- Dataset extract -
* * * *
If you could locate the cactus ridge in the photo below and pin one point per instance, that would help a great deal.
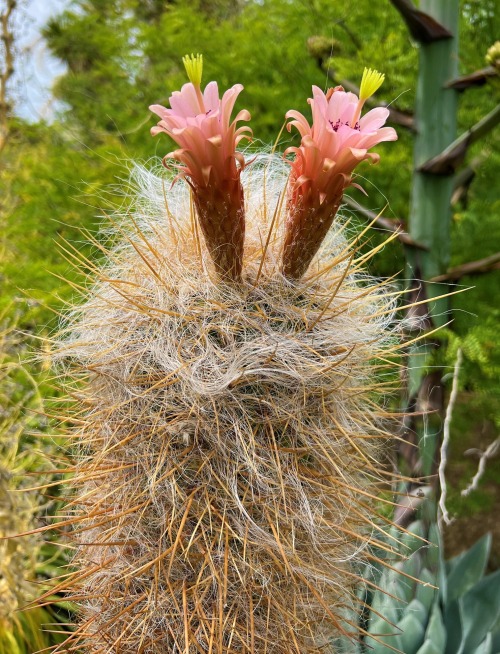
(231, 436)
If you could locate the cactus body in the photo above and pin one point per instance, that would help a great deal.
(231, 444)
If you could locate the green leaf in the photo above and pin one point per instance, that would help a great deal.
(480, 608)
(425, 592)
(412, 627)
(414, 540)
(468, 568)
(430, 648)
(486, 646)
(436, 631)
(385, 634)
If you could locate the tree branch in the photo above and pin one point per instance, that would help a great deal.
(477, 78)
(443, 514)
(423, 28)
(384, 223)
(447, 162)
(490, 452)
(7, 69)
(471, 268)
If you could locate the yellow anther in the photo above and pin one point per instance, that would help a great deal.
(371, 81)
(194, 68)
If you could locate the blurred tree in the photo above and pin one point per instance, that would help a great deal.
(124, 55)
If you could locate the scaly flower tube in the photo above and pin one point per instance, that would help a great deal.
(330, 150)
(200, 123)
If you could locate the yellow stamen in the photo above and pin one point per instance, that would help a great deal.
(194, 68)
(370, 82)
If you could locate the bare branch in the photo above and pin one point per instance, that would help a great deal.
(443, 515)
(385, 223)
(470, 268)
(447, 162)
(490, 452)
(477, 78)
(6, 68)
(423, 28)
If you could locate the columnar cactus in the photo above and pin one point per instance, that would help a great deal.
(231, 434)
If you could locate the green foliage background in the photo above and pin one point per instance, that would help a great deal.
(123, 55)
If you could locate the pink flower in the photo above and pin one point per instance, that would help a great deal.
(200, 123)
(330, 150)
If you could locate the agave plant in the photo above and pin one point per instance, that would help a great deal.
(429, 606)
(230, 362)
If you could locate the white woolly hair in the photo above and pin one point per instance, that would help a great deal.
(231, 436)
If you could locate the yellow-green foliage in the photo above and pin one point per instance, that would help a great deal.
(230, 446)
(21, 561)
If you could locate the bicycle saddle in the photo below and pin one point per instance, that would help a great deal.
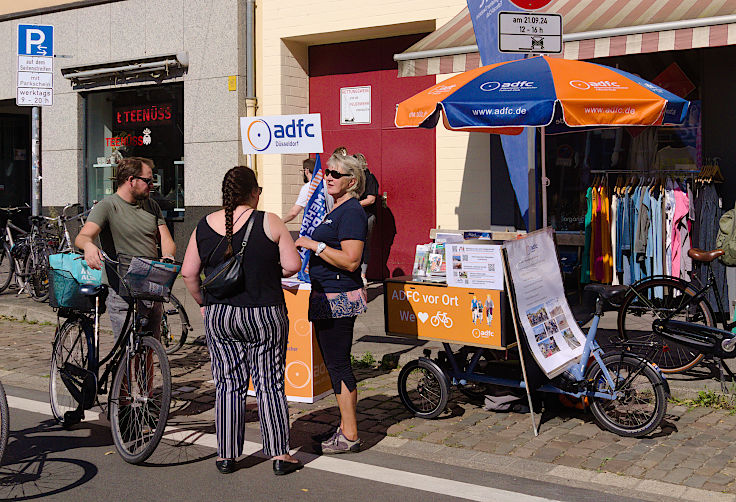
* * * *
All of the entries need to be copied exactly, minus any pictures.

If you could locate the cactus ridge in the photo below and pin one point per instance, that would help a great deal.
(231, 436)
If you could locate the cactus body in the photo above and pin one point per instance, that would help a great deal.
(231, 444)
If you could locate the green leaf in the photo above and pin one point per instance, that would help a great deal.
(480, 608)
(425, 592)
(412, 627)
(414, 540)
(468, 568)
(430, 648)
(486, 646)
(436, 631)
(385, 634)
If you could locate the tree branch in the photo above and pin one point per instance, that would help a great deal.
(477, 78)
(443, 514)
(423, 28)
(384, 223)
(447, 162)
(490, 452)
(7, 69)
(471, 268)
If you could locate the yellow anther in the photo above and pin one point per instance, that would help a great deal.
(371, 81)
(194, 68)
If you could locate the blurred tree in the photo above and pin one point per instance, that would help a great deal.
(124, 55)
If you could locate the scaly flower tube in the photo above and pin one point per instance, that would help a great deal.
(330, 150)
(200, 123)
If you could locate the yellow stamen in the photo above and pin one point per instance, that would help a great deal.
(194, 68)
(370, 82)
If you could locate the bare branch in the photo above and pin one point per instance, that would help a great deal.
(443, 515)
(385, 223)
(470, 268)
(447, 162)
(490, 452)
(477, 78)
(6, 68)
(423, 28)
If you could locate the columnar cactus in the photo above and pin one point per instance, that would help a great deal.
(231, 434)
If you could locate the green foliage background in the photo above and pin one point per instance, that would help a great deal.
(123, 55)
If you could locate the pink flower in the photo above and pin one point per instance, that would help a great deal.
(200, 123)
(330, 150)
If you could locate the agave plant in the photo above and pin one point per instance, that would help a great deal.
(429, 606)
(230, 362)
If you could locate the white woolly hair in the photo above and pin one point per instance, that would help a great deal.
(231, 436)
If you could locate the yellow-green foliage in the photo above and pin one point per instance, that would help a great deal.
(230, 446)
(21, 561)
If you could locate the bicycle saddle in the photo below and pin one point per instance, that would help a great deal.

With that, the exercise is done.